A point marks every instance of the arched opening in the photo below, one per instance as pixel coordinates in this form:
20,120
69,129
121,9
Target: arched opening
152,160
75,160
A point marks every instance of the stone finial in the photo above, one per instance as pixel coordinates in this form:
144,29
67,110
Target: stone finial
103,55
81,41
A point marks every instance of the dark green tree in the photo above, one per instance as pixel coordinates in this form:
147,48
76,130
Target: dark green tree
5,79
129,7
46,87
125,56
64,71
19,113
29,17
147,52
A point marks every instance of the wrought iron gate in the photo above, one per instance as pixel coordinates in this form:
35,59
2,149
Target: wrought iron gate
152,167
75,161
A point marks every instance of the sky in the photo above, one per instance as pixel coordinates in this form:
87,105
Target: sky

---

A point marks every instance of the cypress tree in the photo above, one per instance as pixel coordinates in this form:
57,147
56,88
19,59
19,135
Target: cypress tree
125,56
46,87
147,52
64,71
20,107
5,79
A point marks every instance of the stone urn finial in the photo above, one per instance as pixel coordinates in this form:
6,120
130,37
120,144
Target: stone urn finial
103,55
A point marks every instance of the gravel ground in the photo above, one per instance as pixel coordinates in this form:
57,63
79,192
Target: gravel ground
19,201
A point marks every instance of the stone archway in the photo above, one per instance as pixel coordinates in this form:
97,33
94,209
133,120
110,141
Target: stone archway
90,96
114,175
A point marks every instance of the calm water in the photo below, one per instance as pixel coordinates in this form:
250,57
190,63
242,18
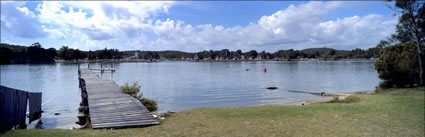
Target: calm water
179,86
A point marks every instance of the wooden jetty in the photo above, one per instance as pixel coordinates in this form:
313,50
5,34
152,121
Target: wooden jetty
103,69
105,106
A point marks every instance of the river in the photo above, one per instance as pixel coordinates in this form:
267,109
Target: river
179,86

PROBLEM. Copy the records verbatim, everything from the line containing "A point marks every instance of the arched" down to the line containing "Target: sky", including both of those lines.

OUTPUT FOR THIS EXERCISE.
A point marks every instance of the arched opening in the photo below, one per instance as pixel coordinates in this form:
20,120
69,129
121,9
Target: arched opening
152,160
75,160
A point marks every instance of the stone finial in the photo above, one per instance as pixel coordinates in this form:
144,29
67,110
Target: stone finial
103,55
81,41
A point marks every instance of the dark green tree in the photo above, one per instance as pixel coordinates in this form:
147,48
76,130
Target: dark green tree
5,79
129,7
46,87
125,56
64,71
19,113
29,17
147,52
A point marks every instance of the wrought iron gate in the photo above, one per instance as pixel coordinates in this form:
35,59
2,149
Target: wrought iron gate
152,167
75,161
A point marks every instance of the sky in the photo above, one per instance as pixel coordinates in this form:
87,105
Target: sky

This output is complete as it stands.